Content starts

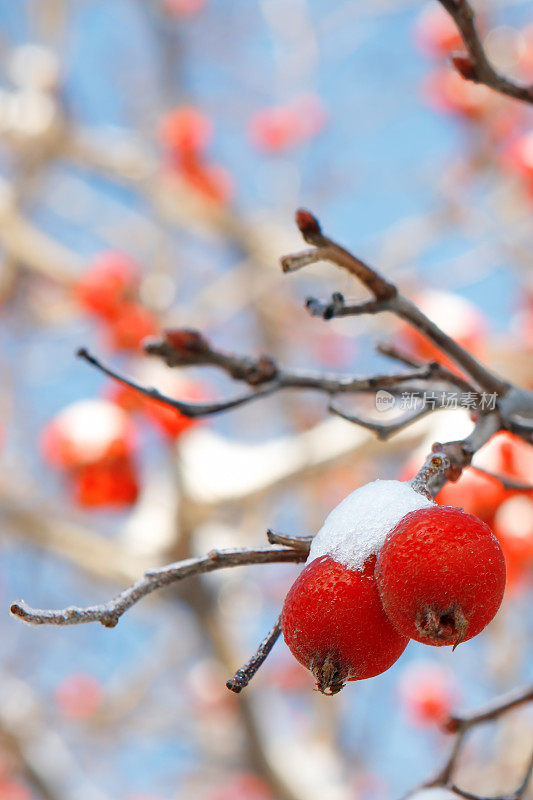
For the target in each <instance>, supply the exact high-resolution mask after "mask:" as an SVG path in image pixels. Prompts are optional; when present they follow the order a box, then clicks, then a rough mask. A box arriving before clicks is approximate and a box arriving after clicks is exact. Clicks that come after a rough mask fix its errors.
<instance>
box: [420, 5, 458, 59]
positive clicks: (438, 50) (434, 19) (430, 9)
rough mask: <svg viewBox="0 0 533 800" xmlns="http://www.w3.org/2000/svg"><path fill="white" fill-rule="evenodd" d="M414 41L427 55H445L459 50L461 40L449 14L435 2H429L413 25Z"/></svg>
mask: <svg viewBox="0 0 533 800" xmlns="http://www.w3.org/2000/svg"><path fill="white" fill-rule="evenodd" d="M415 42H416V45H417V47H418V48H419V50H421V51H422V52H423V53H425V54H426V55H429V56H441V57H446V56H448V55H450V53H451V52H452V51H453V50H461V49H462V48H463V47H464V45H463V40H462V38H461V34H460V33H459V30H458V28H457V25H456V24H455V22H454V21H453V19H452V18H451V17H450V15H449V14H448V13H447V12H446V11H445V10H444V9H443V8H442V6H440V5H438V4H437V3H430V4H428V5H427V6H425V7H424V8H423V10H422V12H421V13H420V15H419V17H418V20H417V22H416V26H415Z"/></svg>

Content ends

**TASK DESCRIPTION:**
Every line above is to be returned exactly, with its pictures removed.

**ANSWER BOX:**
For the target in each <instance>, supply the exact high-resolution mask after "mask:" as an SVG path in image pixels. Prompts are optional; when present they follow the order a box, then clicks, then a rough mask. A box arriving before clicks is approximate and a box arriving after clicks is exact. Clicks that come after a rough mask fix its errors.
<instance>
box: [420, 5, 458, 59]
positive clicks: (438, 50) (434, 19) (430, 9)
rough mask: <svg viewBox="0 0 533 800" xmlns="http://www.w3.org/2000/svg"><path fill="white" fill-rule="evenodd" d="M414 41L427 55H445L459 50L461 40L449 14L435 2H429L413 25Z"/></svg>
mask: <svg viewBox="0 0 533 800" xmlns="http://www.w3.org/2000/svg"><path fill="white" fill-rule="evenodd" d="M415 42H416V45H417V47H418V48H419V50H421V51H422V52H423V53H425V54H426V55H429V56H441V57H446V56H448V55H450V53H451V52H452V51H453V50H461V49H462V48H463V47H464V45H463V40H462V38H461V34H460V33H459V30H458V28H457V25H456V24H455V22H454V21H453V19H452V18H451V17H450V15H449V14H448V13H447V12H446V11H445V10H444V9H443V8H442V6H440V5H438V4H437V3H430V4H428V5H427V6H425V7H424V8H423V10H422V12H421V13H420V15H419V17H418V20H417V22H416V26H415Z"/></svg>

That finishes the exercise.